(Exercise details) Look below for the line with "Task: annotate a point on every instance of the yellow". Retype it and every line after it to the end, exactly, but leave out the pictures.

(Provided data)

BEGIN

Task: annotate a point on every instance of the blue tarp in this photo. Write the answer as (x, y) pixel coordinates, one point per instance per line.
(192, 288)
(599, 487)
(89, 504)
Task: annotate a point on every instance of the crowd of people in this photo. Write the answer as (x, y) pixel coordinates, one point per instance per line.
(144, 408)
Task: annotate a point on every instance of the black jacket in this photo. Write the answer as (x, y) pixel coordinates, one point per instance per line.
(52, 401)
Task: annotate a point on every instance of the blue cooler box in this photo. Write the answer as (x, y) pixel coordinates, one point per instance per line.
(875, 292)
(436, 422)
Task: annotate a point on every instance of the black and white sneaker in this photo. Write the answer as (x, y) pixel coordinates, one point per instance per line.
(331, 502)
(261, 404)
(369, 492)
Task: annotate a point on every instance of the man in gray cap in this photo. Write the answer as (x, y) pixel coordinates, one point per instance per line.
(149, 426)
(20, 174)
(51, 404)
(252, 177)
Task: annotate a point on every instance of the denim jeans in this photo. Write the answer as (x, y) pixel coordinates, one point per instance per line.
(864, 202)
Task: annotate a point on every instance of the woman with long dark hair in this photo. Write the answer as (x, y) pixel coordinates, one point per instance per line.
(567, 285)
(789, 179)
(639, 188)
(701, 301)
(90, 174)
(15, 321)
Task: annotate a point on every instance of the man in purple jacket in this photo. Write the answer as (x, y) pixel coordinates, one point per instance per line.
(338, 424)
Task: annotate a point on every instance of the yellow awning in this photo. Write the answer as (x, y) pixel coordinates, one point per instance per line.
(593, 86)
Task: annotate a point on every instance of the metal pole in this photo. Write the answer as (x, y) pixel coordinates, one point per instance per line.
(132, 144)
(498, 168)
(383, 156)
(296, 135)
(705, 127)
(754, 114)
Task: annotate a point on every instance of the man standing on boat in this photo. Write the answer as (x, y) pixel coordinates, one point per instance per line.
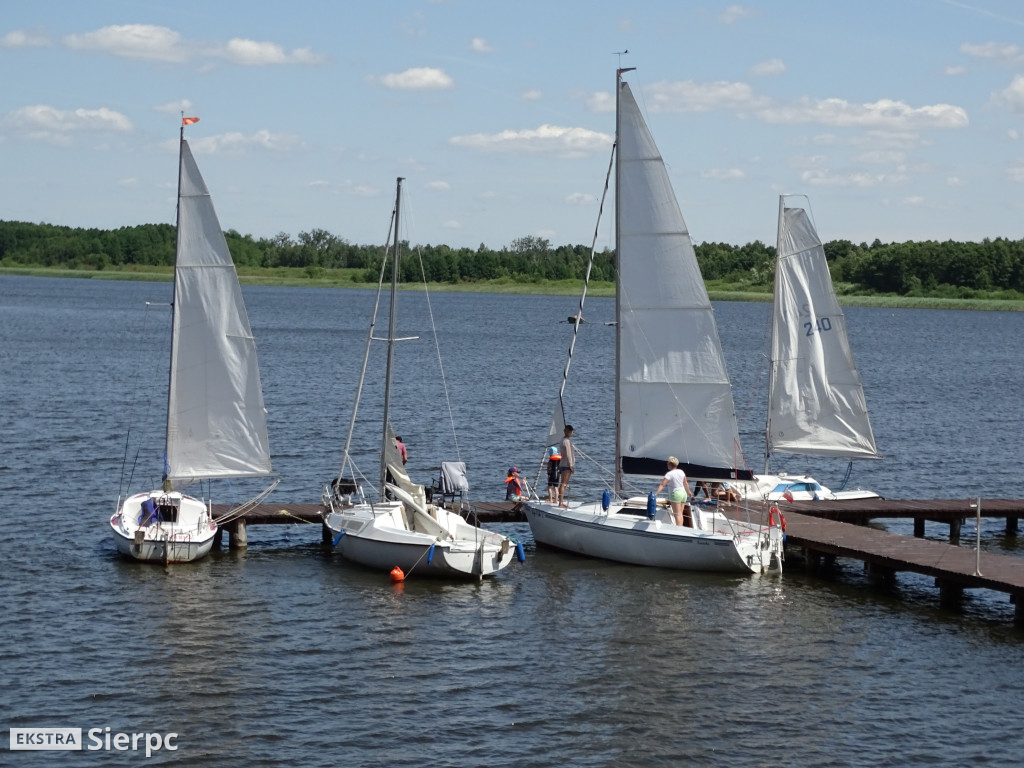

END

(Problem solution)
Task: annotate a point on every instance of the yellow awning in this photo. Write the answer as (x, y) pixel coordinates, one point per instance per line.
(593, 86)
Task: annotate a point on every instance of the metal pole in this photo. Write the answer as (x, y) pixel coordinates, one point per instance per line.
(132, 144)
(498, 168)
(383, 156)
(296, 135)
(705, 127)
(754, 114)
Task: annotate a point on every instance of the man standing on boat in this photo. Write the answer as (x, y) pixel coordinates, one point per instance per line.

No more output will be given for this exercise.